REQUIREMENTS |
Format the lines from the one containing "Double-check for me: the flower" through the final line as a Markdown table with two columns, Row and Line text. Number each row and leave out blank lines.

MATERIALS PROVIDED |
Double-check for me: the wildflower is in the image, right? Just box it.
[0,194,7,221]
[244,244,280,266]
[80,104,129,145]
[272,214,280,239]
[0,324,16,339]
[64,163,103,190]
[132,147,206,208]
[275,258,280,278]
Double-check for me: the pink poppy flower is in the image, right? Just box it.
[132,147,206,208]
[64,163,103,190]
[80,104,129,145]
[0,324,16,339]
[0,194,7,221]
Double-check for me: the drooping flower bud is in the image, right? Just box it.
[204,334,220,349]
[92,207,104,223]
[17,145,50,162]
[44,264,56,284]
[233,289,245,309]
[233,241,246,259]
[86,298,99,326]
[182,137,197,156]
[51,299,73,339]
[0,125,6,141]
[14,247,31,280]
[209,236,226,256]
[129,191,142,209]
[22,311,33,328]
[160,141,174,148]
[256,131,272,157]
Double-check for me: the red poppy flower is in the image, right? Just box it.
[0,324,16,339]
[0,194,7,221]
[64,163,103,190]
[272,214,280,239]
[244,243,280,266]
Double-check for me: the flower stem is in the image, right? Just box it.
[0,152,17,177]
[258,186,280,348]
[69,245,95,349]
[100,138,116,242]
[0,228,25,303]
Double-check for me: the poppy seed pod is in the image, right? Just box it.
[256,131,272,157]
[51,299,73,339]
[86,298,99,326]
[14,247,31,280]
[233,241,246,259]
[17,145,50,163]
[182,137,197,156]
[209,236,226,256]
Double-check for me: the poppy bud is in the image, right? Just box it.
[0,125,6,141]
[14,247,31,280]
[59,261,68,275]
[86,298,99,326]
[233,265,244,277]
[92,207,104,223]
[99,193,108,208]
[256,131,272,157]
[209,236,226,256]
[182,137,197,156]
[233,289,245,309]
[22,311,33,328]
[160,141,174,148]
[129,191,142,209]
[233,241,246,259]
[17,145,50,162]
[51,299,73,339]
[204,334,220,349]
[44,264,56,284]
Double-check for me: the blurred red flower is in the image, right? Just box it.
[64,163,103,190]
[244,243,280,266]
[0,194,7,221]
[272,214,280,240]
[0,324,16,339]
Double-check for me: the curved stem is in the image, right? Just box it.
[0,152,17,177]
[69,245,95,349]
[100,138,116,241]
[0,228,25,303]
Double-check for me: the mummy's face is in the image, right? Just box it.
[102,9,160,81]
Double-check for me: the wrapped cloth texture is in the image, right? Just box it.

SOLUTION |
| Row | Line text |
|---|---|
| 1 | Double-check for me: the flower stem is in the image, right? Just box it. |
| 2 | [0,152,17,177] |
| 3 | [258,186,280,348] |
| 4 | [69,245,95,349] |
| 5 | [100,138,116,242] |
| 6 | [0,228,25,303] |
| 7 | Double-check for me: the poppy seed pod is in the image, right? Just box it. |
| 8 | [256,131,272,157] |
| 9 | [51,299,73,339] |
| 10 | [86,298,99,326] |
| 11 | [14,247,31,280] |
| 12 | [233,241,246,259] |
| 13 | [17,145,50,163] |
| 14 | [182,137,197,156] |
| 15 | [209,236,226,256] |
| 16 | Double-check for me: the poppy bud is in the image, right? Just box it. |
| 17 | [0,125,6,141] |
| 18 | [14,247,31,280] |
| 19 | [59,261,68,275] |
| 20 | [86,298,99,326] |
| 21 | [233,265,244,277] |
| 22 | [92,207,104,223] |
| 23 | [99,193,108,208] |
| 24 | [256,131,272,157] |
| 25 | [209,236,226,256] |
| 26 | [182,137,197,156] |
| 27 | [233,289,245,309] |
| 28 | [22,311,33,328] |
| 29 | [160,141,174,148] |
| 30 | [129,191,142,209] |
| 31 | [233,241,246,259] |
| 32 | [17,145,50,162] |
| 33 | [51,299,73,339] |
| 34 | [204,334,220,349] |
| 35 | [44,264,56,284] |
| 36 | Double-check for me: the blurred red flower is in the image, right? Just box it. |
| 37 | [64,163,103,190] |
| 38 | [244,243,280,266] |
| 39 | [0,194,7,221] |
| 40 | [272,214,280,240] |
| 41 | [0,324,16,339] |
| 42 | Double-check for me: the curved stem is in the image, right? Just box it. |
| 43 | [0,152,17,177] |
| 44 | [69,245,95,349] |
| 45 | [100,138,116,241] |
| 46 | [0,228,25,303] |
| 47 | Double-check for me: the mummy's face is in the image, right? Just box it. |
| 48 | [102,9,160,81] |
| 49 | Double-check for me: the wrapped cloth texture is in the image, right? Just box it. |